-- START OF Information shown --
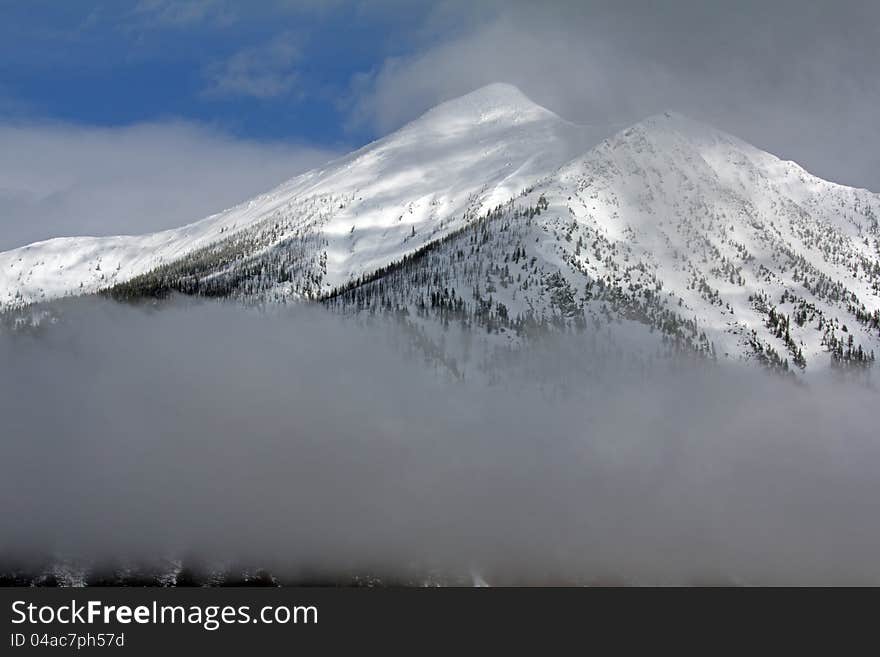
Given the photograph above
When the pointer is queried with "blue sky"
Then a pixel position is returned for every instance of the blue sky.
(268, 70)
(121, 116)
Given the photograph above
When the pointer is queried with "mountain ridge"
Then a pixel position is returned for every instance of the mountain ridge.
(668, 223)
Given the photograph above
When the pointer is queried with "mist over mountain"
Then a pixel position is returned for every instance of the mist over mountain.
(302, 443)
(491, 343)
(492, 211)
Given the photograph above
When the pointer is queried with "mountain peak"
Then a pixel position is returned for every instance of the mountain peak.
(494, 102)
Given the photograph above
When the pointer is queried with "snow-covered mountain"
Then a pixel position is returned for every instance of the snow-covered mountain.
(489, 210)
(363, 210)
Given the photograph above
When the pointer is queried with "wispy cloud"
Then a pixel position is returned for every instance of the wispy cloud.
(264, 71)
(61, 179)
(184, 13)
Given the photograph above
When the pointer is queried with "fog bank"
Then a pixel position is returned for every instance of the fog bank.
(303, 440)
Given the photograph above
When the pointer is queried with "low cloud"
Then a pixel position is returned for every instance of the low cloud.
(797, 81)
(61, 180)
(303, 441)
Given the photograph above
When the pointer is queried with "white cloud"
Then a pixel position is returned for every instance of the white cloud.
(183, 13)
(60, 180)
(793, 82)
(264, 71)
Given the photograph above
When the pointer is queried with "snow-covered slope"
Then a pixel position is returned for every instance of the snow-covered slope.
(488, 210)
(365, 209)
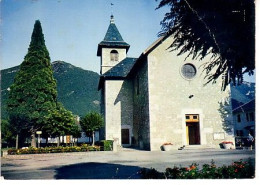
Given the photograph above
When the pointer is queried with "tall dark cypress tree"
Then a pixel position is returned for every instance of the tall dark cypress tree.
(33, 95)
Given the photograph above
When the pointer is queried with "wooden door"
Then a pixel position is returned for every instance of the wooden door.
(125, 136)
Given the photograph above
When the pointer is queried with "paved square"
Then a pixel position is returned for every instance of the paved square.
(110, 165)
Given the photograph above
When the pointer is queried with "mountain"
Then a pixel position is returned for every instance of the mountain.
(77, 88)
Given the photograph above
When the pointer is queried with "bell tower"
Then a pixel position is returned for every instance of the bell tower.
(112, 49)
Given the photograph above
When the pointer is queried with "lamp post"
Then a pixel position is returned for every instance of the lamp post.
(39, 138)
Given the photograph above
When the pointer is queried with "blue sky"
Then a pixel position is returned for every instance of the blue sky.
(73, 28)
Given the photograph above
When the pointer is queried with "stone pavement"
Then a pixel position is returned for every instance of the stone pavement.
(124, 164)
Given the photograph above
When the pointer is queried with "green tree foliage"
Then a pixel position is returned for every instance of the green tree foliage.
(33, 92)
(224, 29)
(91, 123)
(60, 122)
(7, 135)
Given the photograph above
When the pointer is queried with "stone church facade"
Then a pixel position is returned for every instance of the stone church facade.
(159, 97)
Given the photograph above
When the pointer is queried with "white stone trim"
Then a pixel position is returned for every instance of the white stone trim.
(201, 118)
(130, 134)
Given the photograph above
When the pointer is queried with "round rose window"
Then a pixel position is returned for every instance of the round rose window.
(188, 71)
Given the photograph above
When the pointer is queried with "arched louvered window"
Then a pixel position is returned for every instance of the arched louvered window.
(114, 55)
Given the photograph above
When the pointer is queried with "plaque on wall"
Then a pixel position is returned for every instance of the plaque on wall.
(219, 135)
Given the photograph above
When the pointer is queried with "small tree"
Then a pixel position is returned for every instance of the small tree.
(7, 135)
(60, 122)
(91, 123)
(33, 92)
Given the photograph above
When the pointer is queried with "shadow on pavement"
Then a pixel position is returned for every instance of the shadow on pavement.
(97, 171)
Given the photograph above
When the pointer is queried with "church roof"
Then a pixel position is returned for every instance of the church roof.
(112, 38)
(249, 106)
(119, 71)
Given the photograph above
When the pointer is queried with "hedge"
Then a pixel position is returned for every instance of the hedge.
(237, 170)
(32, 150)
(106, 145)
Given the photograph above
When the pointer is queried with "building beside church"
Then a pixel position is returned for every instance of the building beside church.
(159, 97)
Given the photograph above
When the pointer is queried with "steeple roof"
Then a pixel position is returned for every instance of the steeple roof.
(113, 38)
-- END OF Information shown --
Which lines in the rows above contain the word "stone"? Pick out each of them and copy it.

Solution to this problem:
When the pointer is queried with "stone pavement"
Then a pixel position is returned for every instance of the stone pavement.
When the pointer is queried with "stone church facade"
Then a pixel position is returned for every instance of the stone church facade.
When the pointer is queried with "white stone trim"
Then a pixel position is returned for every instance of the white stone trim.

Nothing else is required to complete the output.